Transcribe, exactly as they appear, only the lines from the one holding "Put a single dot on each instance of the gravel" through the end of the entries below.

Object point labels:
==============================
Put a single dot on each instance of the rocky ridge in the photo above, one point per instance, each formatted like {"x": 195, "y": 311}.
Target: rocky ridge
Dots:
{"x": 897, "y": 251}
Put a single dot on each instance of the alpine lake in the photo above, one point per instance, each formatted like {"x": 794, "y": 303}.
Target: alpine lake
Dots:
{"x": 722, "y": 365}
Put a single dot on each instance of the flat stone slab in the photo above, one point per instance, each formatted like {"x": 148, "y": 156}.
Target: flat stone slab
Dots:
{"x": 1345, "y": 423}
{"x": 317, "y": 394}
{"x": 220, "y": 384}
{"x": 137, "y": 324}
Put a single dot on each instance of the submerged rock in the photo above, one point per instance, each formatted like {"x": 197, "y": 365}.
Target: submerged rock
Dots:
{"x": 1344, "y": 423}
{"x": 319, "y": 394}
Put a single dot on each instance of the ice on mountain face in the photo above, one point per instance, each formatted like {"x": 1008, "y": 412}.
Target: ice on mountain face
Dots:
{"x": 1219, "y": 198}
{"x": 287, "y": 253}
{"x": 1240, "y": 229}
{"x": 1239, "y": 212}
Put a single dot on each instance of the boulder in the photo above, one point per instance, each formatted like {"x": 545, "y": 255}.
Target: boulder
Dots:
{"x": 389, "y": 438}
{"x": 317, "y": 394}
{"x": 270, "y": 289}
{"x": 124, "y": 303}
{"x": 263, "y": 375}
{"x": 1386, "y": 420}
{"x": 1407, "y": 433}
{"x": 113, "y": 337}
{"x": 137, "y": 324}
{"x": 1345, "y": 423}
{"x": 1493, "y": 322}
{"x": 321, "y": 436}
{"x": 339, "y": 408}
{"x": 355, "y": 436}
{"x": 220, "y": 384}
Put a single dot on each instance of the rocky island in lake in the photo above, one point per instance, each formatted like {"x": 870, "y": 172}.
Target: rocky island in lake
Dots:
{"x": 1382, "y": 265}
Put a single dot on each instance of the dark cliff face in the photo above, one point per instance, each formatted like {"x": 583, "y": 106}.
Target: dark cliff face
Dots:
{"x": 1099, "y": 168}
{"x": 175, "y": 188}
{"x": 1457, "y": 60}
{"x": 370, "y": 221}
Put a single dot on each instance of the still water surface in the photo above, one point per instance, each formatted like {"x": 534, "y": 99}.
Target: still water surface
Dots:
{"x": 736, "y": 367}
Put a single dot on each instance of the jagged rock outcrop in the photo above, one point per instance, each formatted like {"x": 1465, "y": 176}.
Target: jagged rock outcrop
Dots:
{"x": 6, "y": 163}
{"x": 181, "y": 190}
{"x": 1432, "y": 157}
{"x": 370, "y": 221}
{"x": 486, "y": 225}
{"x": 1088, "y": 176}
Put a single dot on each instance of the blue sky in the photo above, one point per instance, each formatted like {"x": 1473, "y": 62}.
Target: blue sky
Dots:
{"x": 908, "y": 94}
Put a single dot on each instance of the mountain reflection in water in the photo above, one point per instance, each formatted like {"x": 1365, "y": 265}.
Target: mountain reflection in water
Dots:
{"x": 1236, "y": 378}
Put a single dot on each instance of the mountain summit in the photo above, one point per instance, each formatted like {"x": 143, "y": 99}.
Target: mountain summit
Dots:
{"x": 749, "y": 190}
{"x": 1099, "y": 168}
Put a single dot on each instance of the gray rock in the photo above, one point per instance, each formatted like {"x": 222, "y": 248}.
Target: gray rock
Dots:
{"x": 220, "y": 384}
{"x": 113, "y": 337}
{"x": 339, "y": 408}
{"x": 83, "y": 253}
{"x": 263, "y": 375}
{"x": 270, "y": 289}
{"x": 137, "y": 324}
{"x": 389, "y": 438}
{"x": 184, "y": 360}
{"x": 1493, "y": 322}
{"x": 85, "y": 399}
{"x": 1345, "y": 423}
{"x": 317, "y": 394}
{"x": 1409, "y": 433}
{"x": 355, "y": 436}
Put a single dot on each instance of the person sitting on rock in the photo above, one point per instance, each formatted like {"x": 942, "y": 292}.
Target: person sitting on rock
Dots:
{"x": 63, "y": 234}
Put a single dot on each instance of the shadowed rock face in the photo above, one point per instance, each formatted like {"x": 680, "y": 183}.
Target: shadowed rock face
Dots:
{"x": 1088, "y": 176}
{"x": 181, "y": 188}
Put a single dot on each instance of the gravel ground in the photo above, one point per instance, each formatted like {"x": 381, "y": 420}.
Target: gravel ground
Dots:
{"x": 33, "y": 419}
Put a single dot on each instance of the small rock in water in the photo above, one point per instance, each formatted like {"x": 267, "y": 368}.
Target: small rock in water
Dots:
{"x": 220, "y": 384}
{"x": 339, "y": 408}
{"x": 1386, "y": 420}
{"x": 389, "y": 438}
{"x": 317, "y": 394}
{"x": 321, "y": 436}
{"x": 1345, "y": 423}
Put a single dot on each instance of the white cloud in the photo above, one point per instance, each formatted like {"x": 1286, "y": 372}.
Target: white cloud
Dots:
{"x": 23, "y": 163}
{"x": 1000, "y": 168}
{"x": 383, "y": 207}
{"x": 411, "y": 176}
==============================
The answer:
Put a single dot on each instance of the gravel ground in the photo above, one point per instance, each formatted like {"x": 381, "y": 420}.
Target: gravel ground
Dots:
{"x": 33, "y": 419}
Put a single dot on each instance of the small rock in water in the photo above, one point per instance, each formatted like {"x": 267, "y": 368}.
Target: small rock in water
Dots:
{"x": 220, "y": 384}
{"x": 339, "y": 408}
{"x": 1386, "y": 420}
{"x": 389, "y": 438}
{"x": 317, "y": 394}
{"x": 321, "y": 436}
{"x": 1345, "y": 423}
Put a single dot on each instance of the white cloud in the photo above, one point per instance, each formatted like {"x": 1286, "y": 372}.
Target: white cloud
Dots:
{"x": 23, "y": 163}
{"x": 1000, "y": 168}
{"x": 383, "y": 207}
{"x": 411, "y": 176}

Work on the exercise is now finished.